§ **Task directions**:
Tally the lines in the rows below that contain the string "jacket", treating uppercase and lowercase as different, and give only the number.

§ **Data supplied**:

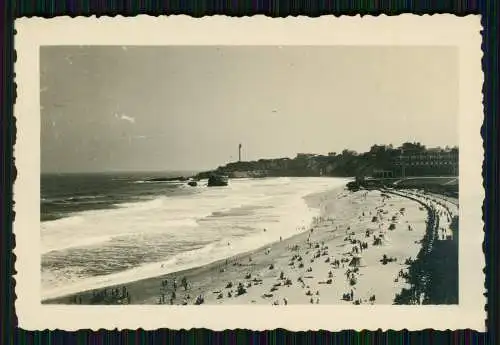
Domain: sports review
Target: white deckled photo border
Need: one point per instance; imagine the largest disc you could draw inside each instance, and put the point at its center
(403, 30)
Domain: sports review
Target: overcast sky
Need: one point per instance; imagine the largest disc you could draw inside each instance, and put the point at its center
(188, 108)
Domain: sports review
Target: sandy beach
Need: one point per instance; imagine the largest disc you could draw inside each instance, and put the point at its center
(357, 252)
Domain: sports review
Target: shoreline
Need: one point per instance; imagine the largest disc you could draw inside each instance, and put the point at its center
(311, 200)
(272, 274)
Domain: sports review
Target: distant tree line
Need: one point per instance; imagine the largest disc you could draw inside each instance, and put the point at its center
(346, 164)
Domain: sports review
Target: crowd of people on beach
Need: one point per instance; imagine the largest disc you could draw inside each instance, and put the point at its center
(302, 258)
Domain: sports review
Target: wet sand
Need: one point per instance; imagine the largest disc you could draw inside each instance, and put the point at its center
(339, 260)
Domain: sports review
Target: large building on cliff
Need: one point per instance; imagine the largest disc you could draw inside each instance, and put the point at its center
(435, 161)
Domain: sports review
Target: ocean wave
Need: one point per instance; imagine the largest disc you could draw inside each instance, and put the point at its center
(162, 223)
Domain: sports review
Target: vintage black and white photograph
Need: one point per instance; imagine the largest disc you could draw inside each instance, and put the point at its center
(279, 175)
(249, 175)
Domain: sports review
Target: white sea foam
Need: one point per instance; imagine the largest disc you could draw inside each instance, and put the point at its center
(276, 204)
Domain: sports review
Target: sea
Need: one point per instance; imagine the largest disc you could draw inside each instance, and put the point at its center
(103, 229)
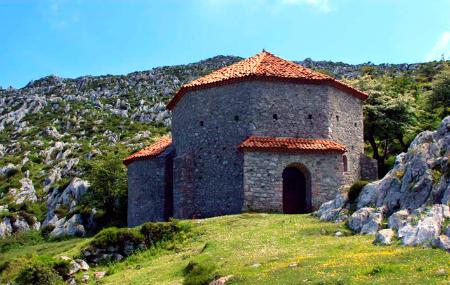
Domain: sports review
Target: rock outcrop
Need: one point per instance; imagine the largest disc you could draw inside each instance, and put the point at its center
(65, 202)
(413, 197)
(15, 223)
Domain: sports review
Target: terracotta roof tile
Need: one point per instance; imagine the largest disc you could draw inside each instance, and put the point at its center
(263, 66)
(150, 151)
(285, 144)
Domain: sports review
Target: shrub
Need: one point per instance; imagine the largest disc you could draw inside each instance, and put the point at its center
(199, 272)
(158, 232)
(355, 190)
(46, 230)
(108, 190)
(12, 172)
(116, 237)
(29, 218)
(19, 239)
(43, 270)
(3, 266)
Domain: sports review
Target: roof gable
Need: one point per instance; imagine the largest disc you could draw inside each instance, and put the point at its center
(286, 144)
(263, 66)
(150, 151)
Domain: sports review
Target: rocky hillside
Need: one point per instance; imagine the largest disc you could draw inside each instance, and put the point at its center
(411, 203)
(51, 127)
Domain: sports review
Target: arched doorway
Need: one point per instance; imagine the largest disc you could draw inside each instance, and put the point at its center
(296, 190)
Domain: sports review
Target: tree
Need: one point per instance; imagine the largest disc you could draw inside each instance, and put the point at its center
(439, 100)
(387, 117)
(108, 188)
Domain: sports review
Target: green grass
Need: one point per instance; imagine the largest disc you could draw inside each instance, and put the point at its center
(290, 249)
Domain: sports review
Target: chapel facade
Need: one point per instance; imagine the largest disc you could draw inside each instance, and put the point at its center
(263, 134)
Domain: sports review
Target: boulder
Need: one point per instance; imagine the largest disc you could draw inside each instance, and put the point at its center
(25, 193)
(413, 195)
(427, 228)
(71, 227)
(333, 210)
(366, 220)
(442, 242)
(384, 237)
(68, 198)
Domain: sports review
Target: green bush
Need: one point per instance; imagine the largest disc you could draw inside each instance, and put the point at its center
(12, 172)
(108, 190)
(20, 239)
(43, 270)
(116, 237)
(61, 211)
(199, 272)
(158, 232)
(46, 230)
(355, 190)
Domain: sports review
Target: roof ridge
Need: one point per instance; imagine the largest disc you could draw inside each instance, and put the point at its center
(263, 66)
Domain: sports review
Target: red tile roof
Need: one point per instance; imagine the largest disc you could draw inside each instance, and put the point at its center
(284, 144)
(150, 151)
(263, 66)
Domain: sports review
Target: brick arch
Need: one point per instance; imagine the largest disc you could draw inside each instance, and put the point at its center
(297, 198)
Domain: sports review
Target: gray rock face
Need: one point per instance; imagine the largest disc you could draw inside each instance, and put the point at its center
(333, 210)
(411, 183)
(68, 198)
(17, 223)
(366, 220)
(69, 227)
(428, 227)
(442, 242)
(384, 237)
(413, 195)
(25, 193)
==
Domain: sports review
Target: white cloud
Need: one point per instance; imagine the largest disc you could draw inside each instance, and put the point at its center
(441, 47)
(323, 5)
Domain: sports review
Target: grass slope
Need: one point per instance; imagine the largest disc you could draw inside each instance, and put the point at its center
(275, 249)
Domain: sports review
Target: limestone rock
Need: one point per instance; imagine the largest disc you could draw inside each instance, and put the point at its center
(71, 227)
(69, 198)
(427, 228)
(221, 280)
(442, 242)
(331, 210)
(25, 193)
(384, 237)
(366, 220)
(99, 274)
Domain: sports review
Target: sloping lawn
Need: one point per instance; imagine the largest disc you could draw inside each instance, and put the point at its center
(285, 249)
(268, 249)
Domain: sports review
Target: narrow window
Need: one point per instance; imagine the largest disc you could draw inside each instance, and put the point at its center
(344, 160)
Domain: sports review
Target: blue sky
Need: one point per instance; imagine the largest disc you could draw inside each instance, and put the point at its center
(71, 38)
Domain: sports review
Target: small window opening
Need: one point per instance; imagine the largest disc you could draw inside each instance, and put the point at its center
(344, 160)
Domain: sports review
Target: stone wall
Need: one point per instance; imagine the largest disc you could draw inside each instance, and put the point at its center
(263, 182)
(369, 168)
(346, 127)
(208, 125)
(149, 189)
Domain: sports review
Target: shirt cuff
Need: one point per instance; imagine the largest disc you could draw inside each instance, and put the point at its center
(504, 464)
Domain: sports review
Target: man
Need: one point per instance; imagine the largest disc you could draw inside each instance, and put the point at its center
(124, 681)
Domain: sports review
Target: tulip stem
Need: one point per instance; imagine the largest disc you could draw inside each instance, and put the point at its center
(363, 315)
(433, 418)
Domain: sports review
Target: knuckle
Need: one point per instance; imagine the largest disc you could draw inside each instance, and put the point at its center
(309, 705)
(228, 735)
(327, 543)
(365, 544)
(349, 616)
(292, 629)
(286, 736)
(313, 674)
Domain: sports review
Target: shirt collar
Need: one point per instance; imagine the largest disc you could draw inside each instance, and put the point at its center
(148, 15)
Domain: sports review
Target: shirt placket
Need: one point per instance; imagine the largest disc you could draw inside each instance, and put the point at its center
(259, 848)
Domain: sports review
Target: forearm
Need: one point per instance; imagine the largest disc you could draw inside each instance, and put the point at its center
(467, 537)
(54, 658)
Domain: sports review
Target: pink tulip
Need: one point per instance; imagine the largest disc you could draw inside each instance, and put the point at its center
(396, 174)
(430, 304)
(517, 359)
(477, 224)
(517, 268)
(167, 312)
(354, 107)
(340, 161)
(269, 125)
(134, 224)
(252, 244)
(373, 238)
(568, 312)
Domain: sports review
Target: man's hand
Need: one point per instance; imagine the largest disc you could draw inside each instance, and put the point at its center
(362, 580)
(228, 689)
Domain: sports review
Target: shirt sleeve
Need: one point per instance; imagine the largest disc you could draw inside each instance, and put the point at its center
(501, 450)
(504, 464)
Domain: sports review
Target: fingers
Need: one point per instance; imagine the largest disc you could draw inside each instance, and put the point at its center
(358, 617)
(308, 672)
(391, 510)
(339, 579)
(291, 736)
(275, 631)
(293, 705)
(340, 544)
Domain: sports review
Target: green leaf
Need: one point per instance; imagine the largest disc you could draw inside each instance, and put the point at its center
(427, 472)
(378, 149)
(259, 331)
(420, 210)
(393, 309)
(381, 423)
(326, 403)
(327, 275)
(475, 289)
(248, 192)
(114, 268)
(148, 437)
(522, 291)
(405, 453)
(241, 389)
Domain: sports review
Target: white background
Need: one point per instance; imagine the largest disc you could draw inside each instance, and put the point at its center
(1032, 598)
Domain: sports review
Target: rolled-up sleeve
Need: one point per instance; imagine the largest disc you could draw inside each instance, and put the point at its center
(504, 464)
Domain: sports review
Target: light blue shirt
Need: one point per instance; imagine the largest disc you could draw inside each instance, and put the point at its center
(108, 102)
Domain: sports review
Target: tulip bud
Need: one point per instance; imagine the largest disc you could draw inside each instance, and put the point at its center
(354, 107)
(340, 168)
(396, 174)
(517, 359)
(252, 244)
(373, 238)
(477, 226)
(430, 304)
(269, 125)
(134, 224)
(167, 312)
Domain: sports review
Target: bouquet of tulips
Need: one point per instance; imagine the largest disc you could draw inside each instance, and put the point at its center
* * *
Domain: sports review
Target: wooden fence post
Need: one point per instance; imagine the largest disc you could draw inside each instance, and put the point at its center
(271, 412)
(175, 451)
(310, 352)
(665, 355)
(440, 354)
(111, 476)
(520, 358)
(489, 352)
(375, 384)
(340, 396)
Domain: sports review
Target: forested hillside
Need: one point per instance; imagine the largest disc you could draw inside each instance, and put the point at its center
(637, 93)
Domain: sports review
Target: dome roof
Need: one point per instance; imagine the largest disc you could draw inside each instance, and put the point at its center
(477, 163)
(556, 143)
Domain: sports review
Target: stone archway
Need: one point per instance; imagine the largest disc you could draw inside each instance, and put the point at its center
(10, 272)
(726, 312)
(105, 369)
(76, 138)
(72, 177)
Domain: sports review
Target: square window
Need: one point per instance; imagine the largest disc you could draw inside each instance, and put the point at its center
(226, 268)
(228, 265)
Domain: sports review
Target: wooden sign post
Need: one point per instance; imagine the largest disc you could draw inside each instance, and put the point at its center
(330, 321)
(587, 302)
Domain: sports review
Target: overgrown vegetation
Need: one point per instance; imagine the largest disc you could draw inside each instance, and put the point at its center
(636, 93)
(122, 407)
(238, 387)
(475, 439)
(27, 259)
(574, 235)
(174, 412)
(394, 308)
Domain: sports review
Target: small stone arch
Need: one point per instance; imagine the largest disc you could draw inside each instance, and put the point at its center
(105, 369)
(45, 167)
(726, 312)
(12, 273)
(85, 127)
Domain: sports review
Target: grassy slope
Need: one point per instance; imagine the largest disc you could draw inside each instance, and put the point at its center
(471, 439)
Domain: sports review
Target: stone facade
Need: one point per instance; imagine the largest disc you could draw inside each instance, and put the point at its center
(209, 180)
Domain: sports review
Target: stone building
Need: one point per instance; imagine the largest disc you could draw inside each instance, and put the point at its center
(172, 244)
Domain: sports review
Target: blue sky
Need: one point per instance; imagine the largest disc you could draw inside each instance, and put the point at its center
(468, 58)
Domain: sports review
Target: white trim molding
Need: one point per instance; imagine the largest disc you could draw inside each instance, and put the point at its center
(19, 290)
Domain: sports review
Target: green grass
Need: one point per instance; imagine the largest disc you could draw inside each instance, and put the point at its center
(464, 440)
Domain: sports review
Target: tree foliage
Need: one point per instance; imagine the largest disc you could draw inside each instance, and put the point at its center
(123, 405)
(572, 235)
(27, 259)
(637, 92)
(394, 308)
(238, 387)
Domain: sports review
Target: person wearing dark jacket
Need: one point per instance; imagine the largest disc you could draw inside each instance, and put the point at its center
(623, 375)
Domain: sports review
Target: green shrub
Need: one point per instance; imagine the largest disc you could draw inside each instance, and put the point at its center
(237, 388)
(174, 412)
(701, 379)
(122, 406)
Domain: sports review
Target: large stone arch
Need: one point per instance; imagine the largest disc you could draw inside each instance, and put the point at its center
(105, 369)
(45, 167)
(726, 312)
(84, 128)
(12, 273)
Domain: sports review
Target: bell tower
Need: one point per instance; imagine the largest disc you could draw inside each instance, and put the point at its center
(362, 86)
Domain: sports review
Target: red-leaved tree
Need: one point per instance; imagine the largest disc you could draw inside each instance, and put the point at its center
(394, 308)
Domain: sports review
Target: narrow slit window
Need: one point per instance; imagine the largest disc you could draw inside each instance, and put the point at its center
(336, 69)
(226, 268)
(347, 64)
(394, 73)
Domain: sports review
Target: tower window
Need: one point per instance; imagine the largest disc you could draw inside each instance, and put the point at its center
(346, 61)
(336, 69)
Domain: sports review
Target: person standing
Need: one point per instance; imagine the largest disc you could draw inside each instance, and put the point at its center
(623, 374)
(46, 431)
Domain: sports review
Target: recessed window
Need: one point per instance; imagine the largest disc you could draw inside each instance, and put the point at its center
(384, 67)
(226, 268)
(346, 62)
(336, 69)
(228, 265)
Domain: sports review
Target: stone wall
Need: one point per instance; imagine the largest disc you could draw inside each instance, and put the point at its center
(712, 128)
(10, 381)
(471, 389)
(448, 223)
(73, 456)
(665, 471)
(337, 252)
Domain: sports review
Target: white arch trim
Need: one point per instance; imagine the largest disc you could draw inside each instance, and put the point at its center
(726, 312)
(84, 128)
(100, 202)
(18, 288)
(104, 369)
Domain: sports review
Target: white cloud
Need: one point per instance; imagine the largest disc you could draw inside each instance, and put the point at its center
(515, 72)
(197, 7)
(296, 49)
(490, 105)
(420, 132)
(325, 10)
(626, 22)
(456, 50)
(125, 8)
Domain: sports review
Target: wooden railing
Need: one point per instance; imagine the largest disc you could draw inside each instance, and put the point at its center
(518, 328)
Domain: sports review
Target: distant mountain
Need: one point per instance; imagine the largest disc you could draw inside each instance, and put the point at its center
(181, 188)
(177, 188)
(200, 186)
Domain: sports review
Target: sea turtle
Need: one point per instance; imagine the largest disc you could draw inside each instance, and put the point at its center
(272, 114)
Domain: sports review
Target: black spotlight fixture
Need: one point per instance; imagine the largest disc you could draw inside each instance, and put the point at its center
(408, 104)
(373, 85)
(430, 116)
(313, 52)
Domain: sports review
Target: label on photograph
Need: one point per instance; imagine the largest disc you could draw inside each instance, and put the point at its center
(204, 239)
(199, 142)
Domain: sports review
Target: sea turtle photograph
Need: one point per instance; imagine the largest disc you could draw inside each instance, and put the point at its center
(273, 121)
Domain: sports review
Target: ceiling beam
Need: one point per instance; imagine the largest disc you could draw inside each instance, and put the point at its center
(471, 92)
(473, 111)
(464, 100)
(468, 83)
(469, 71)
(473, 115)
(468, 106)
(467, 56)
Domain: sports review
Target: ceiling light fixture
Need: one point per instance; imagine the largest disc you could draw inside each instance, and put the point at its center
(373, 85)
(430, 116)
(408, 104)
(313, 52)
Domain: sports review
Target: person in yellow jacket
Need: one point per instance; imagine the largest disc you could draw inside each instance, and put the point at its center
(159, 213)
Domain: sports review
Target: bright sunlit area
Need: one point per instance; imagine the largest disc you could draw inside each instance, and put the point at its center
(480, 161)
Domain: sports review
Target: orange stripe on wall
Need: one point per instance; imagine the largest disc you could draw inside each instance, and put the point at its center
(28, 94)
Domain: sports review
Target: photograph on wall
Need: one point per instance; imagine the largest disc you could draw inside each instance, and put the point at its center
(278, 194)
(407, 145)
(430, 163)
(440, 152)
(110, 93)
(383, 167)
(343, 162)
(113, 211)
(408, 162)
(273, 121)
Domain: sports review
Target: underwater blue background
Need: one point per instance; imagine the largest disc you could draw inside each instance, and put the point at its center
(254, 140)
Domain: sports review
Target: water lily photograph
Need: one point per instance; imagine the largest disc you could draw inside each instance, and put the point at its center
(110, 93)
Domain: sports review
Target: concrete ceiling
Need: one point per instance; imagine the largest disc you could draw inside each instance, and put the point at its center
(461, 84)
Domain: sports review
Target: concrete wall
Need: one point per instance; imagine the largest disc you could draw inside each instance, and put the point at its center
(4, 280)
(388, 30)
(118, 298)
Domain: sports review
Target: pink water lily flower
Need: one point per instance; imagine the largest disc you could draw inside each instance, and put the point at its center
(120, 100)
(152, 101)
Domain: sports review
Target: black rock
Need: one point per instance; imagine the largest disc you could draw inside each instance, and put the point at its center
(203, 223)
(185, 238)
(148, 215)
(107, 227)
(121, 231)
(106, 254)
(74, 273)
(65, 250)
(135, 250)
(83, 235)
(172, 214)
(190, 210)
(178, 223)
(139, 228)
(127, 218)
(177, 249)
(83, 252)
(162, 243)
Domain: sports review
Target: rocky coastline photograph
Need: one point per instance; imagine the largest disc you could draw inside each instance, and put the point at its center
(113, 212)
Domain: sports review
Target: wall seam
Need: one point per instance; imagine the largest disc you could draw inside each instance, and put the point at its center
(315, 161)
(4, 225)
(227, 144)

§ **Full response**:
2